[Records excerpted from a collection]
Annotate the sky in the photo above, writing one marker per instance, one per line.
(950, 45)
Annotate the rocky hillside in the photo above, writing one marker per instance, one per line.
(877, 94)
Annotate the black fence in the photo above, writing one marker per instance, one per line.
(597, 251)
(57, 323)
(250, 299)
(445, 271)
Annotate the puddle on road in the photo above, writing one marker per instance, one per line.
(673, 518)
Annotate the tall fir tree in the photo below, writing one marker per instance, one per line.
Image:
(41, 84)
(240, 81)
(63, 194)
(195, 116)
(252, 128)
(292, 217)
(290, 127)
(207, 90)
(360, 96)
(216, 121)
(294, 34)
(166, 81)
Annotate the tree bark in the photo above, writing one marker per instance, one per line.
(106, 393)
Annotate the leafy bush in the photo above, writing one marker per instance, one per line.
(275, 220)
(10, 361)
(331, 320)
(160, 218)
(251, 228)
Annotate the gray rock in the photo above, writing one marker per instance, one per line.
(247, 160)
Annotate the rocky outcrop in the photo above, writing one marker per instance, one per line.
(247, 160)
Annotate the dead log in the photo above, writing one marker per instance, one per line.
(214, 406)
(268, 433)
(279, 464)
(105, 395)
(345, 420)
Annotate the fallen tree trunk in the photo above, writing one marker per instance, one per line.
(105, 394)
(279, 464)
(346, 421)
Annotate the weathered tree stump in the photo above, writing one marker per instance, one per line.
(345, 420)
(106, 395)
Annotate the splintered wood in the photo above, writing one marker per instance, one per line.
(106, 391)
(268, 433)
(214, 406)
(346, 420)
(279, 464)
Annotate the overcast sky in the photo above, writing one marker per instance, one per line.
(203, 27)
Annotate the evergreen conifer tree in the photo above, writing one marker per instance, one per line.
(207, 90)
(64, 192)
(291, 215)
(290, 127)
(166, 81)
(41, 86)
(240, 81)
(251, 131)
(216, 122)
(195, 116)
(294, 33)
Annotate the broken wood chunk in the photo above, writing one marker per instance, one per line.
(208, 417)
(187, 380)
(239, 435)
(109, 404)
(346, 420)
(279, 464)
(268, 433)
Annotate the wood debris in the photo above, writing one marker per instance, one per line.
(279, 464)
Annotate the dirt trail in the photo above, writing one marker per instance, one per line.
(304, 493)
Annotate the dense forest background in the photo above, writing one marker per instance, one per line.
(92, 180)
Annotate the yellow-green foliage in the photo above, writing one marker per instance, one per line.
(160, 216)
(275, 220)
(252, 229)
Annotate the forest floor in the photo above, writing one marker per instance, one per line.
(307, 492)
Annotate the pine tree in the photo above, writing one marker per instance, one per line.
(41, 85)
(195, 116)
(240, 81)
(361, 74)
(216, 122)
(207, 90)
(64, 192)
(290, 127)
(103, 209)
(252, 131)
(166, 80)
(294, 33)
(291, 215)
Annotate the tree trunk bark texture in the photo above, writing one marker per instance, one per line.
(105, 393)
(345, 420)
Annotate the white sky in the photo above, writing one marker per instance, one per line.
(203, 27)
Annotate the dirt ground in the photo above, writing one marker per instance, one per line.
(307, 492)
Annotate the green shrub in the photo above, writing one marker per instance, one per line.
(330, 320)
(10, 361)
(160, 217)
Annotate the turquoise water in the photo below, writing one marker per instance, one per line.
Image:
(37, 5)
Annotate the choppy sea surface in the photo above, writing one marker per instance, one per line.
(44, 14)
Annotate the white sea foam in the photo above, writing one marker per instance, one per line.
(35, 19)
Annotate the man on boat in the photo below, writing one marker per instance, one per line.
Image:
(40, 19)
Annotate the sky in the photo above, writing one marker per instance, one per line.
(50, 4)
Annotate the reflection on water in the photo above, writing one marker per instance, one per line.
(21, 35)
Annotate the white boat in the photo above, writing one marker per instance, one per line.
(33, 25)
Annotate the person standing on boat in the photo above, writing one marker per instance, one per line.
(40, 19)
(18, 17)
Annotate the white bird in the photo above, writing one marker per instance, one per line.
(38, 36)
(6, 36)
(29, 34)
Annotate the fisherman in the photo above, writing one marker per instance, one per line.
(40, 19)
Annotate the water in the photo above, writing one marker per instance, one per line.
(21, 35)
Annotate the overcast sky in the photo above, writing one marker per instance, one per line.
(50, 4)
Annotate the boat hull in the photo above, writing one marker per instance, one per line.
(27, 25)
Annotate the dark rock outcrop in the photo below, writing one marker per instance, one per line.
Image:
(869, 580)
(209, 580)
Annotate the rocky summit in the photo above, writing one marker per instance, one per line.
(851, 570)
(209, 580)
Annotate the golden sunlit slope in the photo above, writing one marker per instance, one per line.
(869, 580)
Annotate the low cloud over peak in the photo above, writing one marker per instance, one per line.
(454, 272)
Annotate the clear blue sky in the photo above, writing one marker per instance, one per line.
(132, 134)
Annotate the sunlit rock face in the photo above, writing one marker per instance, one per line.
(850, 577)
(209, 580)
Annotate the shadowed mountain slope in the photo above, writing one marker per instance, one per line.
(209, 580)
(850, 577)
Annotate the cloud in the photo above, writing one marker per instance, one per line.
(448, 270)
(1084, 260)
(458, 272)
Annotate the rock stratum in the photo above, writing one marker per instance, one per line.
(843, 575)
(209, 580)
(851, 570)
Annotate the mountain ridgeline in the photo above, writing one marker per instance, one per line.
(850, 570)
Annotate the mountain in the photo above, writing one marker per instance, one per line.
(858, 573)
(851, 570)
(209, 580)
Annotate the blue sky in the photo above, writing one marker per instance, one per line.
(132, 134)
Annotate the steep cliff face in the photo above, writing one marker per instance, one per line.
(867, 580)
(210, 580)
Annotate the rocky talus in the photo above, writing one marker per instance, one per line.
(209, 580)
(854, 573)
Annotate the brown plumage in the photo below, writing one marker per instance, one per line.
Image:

• _INSTRUCTIONS FOR THE TASK_
Please copy out every line shown above, exactly.

• _OUTPUT_
Annotate the sky in the photo above, writing one marker per instance, one per line.
(950, 45)
Annotate the rocky hillside in the photo above, writing one marker per instance, one per line.
(877, 94)
Annotate the black fence in the photo above, writing one marker per instance, one per line.
(597, 251)
(57, 323)
(250, 299)
(445, 271)
Annotate the puddle on road in the photo above, writing one marker per instance, one per line.
(673, 518)
Annotate the tall fir tree in the photo below, writing one marker per instance, one per line.
Image:
(41, 84)
(240, 81)
(63, 194)
(195, 116)
(252, 128)
(292, 217)
(290, 127)
(207, 90)
(360, 96)
(216, 121)
(294, 34)
(166, 81)
Annotate the tree bark in the photo above, writing one marker per instance, one per line.
(106, 393)
Annotate the leafy bush in the photo above, writing one marker per instance, one per line.
(275, 220)
(10, 361)
(331, 320)
(160, 218)
(251, 228)
Annotate the gray rock in the photo above, writing one marker per instance, one per line.
(247, 160)
Annotate the rocky outcrop in the photo above, writing one marker per instance, one per line.
(247, 160)
Annotate the dead log in the photo above, writing one marker per instance, one per line.
(214, 406)
(268, 433)
(279, 464)
(105, 395)
(345, 420)
Annotate the fallen tree trunk in the photo above, writing one marker per instance, one per line.
(105, 394)
(279, 464)
(346, 421)
Annotate the weathered tree stump in the photo above, writing one marker per instance, one per line.
(345, 420)
(106, 395)
Annotate the splintered wood in the photo above, writing one marker per instance, one per line.
(106, 391)
(268, 433)
(214, 406)
(346, 420)
(279, 464)
Annotate the overcast sky in the photo above, writing one marker per instance, one per line.
(203, 27)
Annotate the evergreen conifer tree in the photo above, writing one marker per instance, one per line.
(207, 90)
(64, 192)
(291, 215)
(290, 127)
(166, 81)
(41, 86)
(240, 81)
(251, 131)
(216, 122)
(195, 116)
(294, 33)
Annotate the broken wood chunk in the photo above, writing one marker per instance, one per line.
(208, 417)
(187, 380)
(239, 435)
(109, 404)
(346, 420)
(279, 464)
(268, 433)
Annotate the wood debris in the photo above, writing one marker per instance, one per line.
(279, 464)
Annotate the dirt trail in the photo above, writing one marker per instance, one per line.
(304, 493)
Annotate the dense forest background in the photo above, writing one marker per instance, one per line.
(92, 180)
Annotate the yellow-green foliage in the photo above, writing one marker per instance, one per line.
(160, 216)
(275, 220)
(252, 229)
Annotate the forest floor in the photo above, writing one marker per instance, one per line.
(307, 492)
Annotate the pine tree in the photo above, writing one marker per instance, one per line.
(41, 85)
(195, 116)
(240, 81)
(361, 74)
(216, 122)
(207, 90)
(64, 192)
(290, 127)
(103, 209)
(252, 131)
(166, 80)
(294, 33)
(291, 215)
Annotate the tree trunk bark texture in the photo above, writing one marker per instance, one per line.
(105, 393)
(345, 420)
Annotate the white sky in the photo above, writing one marker per instance, one per line.
(203, 27)
Annotate the dirt ground in the photo above, writing one marker per instance, one per line.
(307, 492)
Annotate the green shrub in the photo above, writing one marker per instance, one per line.
(330, 320)
(10, 361)
(160, 217)
Annotate the turquoise water in the photo below, writing one marker per instance, one per line.
Image:
(37, 5)
Annotate the choppy sea surface in the photo above, writing one marker per instance, one per line.
(44, 14)
Annotate the white sea foam in the photo above, writing one marker per instance, one per line.
(35, 19)
Annotate the man on boat in the photo below, writing one marker per instance, one per line.
Image:
(40, 19)
Annotate the sky in the photo above, writing one marker per instance, one per line.
(50, 4)
Annotate the reflection on water in the photo above, writing one marker per instance, one per line.
(21, 35)
Annotate the white boat in the photo above, writing one marker per instance, one per line.
(33, 25)
Annotate the person standing on boat in the photo above, writing one marker per instance, one per line.
(40, 19)
(18, 17)
Annotate the white bird in the photo above, writing one marker per instance, one per line.
(38, 36)
(6, 36)
(29, 34)
Annotate the fisherman in the photo above, writing one marker per instance, one per line.
(40, 19)
Annotate the water in the photo above, writing one marker per instance, one per line.
(21, 35)
Annotate the overcast sky in the photo above, writing one marker per instance, one per line.
(50, 4)
Annotate the boat hull in the photo above, writing one marker per instance, one per line.
(27, 25)
Annotate the dark rock outcrop in the photo below, writing one marker per instance, one per line.
Image:
(869, 580)
(209, 580)
Annotate the rocky summit in the photo above, writing one marker per instance, one per line.
(851, 570)
(209, 580)
Annotate the golden sunlit slope in the photo above, writing one marker per instance, one per line.
(869, 580)
Annotate the low cloud over peak in the photo above, writing one marker per instance, one per line.
(454, 272)
Annotate the clear blue sky in the photo above, writing one marker per instance, one per line.
(132, 134)
Annotate the sunlit rock face in the photo above, writing one marker per instance, one per line.
(850, 577)
(209, 580)
Annotate the shadowed mountain slope in the photo above, writing one marker per instance, one per line.
(209, 580)
(850, 577)
Annotate the cloud in the photo above, writing one marker per instance, one per line.
(448, 270)
(1084, 260)
(458, 272)
Annotate the rock stratum in the photo above, writing one marker per instance, one per line.
(843, 575)
(209, 580)
(851, 570)
Annotate the mountain ridgeline in the photo above, writing one marker per instance, one per line.
(850, 570)
Annotate the mountain in the photo above, writing one marker per instance, one per line.
(858, 573)
(851, 570)
(209, 580)
Annotate the blue sky in the photo above, writing one marker per instance, one per line.
(132, 134)
Annotate the steep cliff face in the photo above, writing one marker per instance, one per line.
(867, 580)
(210, 580)
Annotate the rocky talus in the photo above, writing one marker per instance, one per line.
(209, 580)
(854, 573)
Annotate the brown plumage in the photo below, writing one marker per instance, one per line.
Image:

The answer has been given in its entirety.